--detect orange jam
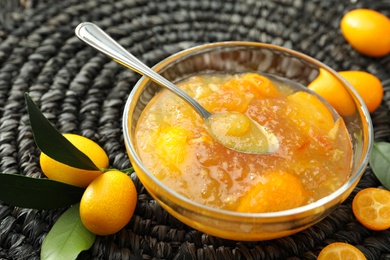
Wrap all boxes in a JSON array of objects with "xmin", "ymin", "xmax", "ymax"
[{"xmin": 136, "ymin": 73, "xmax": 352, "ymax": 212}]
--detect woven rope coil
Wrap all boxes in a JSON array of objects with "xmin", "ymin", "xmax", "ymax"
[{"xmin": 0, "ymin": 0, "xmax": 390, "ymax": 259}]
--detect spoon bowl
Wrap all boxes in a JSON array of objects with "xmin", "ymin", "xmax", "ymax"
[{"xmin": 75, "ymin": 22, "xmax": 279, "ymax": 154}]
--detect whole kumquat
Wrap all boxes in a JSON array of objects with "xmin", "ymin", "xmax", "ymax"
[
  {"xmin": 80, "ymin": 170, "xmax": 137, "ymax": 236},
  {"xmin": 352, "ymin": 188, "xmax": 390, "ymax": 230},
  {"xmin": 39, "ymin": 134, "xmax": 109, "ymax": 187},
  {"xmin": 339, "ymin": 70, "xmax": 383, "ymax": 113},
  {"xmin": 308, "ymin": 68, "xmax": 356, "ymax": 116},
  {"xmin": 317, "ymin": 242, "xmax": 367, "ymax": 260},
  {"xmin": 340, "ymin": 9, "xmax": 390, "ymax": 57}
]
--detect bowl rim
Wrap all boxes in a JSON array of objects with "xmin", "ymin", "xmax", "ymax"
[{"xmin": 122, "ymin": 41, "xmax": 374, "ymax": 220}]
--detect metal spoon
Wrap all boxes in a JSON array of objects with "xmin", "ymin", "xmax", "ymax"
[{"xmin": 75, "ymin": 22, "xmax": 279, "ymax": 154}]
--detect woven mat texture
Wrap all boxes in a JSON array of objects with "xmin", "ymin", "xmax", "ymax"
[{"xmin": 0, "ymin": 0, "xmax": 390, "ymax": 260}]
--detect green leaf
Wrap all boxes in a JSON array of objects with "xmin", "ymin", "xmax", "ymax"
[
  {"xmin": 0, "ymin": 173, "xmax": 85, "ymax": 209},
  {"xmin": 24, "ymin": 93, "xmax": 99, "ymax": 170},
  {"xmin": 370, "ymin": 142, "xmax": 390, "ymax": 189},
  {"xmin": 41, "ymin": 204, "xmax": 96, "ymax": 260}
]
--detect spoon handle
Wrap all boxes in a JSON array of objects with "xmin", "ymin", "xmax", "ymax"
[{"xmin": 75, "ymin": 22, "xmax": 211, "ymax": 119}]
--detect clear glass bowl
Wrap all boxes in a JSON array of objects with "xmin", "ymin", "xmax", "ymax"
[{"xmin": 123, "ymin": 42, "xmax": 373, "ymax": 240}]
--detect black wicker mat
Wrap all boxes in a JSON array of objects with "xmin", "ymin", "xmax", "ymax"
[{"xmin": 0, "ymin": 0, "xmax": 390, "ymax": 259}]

****

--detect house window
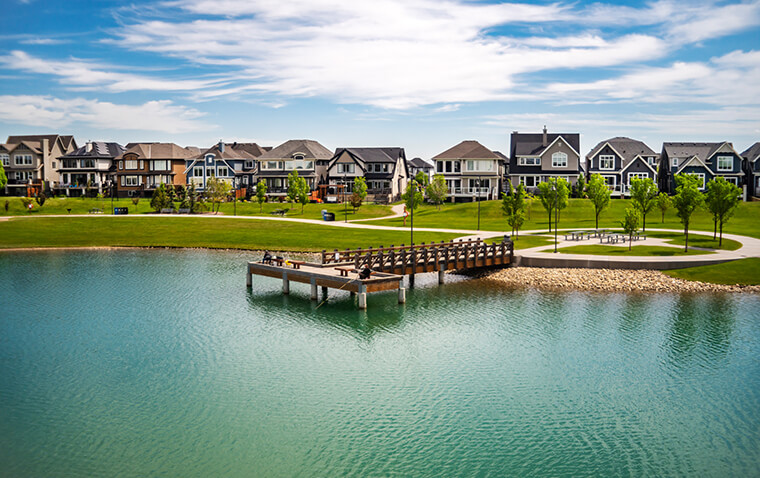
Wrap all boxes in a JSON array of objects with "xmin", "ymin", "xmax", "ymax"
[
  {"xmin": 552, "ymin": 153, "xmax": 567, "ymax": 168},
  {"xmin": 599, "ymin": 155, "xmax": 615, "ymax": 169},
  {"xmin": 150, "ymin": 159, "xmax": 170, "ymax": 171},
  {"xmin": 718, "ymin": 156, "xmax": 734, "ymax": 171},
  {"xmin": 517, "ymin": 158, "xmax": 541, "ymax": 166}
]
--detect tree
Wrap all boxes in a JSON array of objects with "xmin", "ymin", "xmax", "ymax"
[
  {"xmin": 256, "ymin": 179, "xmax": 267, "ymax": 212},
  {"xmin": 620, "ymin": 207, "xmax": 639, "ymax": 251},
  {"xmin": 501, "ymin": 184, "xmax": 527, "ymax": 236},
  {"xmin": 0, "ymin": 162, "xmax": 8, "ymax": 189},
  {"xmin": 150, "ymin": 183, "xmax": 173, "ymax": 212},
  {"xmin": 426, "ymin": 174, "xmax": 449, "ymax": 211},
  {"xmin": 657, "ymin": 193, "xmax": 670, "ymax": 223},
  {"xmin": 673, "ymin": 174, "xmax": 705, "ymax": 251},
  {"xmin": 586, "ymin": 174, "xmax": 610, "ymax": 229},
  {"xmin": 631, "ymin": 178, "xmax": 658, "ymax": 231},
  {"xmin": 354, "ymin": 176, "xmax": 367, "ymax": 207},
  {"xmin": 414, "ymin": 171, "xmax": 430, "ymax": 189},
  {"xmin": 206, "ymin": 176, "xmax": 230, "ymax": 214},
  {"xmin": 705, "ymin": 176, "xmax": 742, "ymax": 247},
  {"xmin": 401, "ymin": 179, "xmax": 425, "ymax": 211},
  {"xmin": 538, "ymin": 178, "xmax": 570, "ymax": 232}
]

****

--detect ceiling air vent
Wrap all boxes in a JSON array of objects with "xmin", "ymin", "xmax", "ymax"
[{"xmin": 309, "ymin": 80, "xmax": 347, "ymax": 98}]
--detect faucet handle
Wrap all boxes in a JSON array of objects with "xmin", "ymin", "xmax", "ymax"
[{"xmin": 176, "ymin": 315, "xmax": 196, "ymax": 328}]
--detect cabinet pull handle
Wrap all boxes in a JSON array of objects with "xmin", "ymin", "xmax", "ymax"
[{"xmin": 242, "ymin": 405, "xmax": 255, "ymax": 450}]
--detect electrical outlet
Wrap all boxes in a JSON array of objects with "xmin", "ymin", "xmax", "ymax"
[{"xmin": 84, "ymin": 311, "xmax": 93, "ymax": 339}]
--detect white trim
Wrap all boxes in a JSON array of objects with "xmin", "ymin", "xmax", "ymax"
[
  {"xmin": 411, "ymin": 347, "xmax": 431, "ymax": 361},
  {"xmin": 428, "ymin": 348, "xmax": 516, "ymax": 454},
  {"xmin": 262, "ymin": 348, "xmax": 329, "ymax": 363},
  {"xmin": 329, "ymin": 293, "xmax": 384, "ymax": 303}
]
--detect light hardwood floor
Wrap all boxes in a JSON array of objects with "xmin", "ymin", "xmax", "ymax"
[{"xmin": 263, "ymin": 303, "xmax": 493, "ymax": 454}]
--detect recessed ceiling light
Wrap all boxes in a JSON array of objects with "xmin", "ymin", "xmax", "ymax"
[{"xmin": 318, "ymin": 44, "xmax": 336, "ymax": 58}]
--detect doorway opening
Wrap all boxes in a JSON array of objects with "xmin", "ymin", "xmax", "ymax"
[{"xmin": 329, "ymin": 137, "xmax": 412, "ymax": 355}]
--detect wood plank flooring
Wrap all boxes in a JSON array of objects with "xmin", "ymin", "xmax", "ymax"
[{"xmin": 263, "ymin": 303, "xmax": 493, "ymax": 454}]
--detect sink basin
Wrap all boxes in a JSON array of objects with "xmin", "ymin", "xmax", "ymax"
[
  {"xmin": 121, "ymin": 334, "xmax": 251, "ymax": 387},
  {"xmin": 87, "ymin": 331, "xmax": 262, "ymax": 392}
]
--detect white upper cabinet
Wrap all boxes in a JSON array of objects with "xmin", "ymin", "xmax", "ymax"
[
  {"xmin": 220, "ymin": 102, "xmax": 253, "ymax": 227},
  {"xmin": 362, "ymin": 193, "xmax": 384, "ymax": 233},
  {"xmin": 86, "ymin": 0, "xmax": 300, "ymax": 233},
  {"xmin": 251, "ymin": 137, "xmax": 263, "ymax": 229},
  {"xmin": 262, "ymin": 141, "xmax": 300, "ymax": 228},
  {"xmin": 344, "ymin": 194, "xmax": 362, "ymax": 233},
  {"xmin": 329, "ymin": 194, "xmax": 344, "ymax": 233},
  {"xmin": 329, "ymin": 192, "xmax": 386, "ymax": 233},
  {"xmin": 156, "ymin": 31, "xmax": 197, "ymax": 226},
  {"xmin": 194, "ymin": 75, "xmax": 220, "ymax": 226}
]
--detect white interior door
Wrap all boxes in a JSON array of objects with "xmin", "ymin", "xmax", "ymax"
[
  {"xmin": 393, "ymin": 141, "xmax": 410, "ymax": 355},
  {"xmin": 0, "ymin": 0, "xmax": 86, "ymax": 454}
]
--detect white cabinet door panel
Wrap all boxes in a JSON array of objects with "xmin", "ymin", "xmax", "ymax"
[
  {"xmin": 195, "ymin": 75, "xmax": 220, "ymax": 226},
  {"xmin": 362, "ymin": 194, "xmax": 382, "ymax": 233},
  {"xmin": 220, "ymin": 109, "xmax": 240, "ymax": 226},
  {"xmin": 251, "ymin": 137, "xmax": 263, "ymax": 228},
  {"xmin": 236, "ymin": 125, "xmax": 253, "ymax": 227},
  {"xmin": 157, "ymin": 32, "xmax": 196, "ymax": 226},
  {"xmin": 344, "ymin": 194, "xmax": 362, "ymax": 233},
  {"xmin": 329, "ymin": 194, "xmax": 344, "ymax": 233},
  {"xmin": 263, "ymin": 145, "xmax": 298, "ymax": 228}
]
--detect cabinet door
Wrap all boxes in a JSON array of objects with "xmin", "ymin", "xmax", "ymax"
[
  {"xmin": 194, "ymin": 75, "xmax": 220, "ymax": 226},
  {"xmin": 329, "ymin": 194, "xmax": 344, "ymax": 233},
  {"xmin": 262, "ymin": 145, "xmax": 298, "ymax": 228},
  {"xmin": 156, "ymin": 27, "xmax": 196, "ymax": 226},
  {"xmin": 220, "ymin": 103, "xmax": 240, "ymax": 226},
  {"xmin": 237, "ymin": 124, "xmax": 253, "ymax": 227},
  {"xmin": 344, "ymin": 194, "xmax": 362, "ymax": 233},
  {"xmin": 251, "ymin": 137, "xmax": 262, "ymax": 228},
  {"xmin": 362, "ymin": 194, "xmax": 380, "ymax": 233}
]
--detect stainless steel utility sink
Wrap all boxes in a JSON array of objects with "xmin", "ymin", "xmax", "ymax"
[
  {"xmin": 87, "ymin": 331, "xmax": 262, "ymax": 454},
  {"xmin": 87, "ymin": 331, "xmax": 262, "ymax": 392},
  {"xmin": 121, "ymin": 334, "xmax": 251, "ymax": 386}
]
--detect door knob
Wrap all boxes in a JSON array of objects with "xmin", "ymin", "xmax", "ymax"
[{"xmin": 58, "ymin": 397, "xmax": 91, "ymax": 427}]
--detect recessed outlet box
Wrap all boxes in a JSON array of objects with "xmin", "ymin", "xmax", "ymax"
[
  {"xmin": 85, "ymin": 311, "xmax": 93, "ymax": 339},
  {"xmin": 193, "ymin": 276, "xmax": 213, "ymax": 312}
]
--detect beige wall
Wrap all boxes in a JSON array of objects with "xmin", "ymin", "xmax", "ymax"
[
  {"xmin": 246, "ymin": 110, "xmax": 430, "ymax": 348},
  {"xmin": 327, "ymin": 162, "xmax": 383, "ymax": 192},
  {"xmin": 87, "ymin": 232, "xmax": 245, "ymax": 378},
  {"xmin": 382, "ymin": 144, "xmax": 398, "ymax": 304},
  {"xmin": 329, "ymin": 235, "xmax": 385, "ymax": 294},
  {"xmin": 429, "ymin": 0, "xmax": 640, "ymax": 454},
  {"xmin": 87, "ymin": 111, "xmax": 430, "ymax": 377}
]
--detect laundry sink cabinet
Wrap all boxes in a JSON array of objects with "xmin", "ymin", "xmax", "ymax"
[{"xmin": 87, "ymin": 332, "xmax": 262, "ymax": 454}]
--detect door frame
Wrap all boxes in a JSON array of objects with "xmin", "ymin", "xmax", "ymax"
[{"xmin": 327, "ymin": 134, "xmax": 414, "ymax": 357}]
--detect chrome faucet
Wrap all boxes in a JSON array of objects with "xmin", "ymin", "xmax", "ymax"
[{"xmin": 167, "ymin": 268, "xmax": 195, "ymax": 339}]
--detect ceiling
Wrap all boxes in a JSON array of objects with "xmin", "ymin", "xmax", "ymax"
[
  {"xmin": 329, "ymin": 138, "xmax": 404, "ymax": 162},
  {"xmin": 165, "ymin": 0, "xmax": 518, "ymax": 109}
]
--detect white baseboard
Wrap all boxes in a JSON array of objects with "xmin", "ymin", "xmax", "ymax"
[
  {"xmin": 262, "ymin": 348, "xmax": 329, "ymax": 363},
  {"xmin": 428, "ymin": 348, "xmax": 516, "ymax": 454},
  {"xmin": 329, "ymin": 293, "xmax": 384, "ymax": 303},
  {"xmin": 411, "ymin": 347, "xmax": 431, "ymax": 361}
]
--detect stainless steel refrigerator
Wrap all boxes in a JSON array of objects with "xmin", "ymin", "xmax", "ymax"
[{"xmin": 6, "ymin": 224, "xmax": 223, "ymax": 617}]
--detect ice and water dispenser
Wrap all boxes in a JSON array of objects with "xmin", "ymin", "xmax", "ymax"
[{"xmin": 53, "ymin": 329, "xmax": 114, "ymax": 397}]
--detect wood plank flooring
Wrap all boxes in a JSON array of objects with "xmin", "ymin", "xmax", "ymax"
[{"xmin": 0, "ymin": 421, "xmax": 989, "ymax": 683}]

****

- _Task goal_:
How many lines of the records above contain the string "sink"? Give only the number.

- _Finished task_:
3